◆ **Kutipan Dokumen**:
————

Kabar
Kampusku : Birokrat (sedang) Panik!
Oleh
: Fajar Subhi
Berangkat
dari tulisan saya sebelumnya yang berjudul “ Refleksi Hari Pendidikan : Apa
Kabar Wahai Kampusku? “, mungkin akan terjawab dengan beberapa hal yang telah
terjadi selama beberapa hari ini. Pun,
selain itu juga, ini merupakan keresahan yang ingin saya sampaikan mengenai
kampus –yang merupakan miniatur peradaban- dan permasalahannya (yang akan
sedikit saya sampaikan). Permasalahan yang meliputi mahasiswa, dosen bahkan
karyawan di kampus ini.
Bertempat
di Apres, Rabu (10/7), tim aksi dari Fakultas Ilmu Sosial (Red Soldier)

————

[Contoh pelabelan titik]
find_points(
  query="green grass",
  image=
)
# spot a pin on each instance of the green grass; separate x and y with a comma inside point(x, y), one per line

————

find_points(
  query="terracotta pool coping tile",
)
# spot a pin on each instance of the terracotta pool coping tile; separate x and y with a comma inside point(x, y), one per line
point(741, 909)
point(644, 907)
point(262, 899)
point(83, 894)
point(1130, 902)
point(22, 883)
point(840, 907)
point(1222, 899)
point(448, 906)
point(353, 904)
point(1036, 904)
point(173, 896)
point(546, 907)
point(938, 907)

————

Apakah setiap pernyataan berikut sesuai dengan kutipan dokumen? Jawab ya atau tidak, lalu kutip kata-kata dari kutipan dokumen yang menentukan jawabannya.
1. Tulisan ini ditulis oleh Fajar Subhi.
2. Permasalahan di kampus yang dibahas hanya menyangkut mahasiswa.
3. Tim aksi yang disebut berasal dari Fakultas Ekonomi.

1. Ya: "Fajar Subhi"
2. Tidak: "Permasalahan yang meliputi mahasiswa, dosen bahkan karyawan di kampus ini."
3. Tidak: "tim aksi dari Fakultas Ilmu Sosial (Red Soldier)"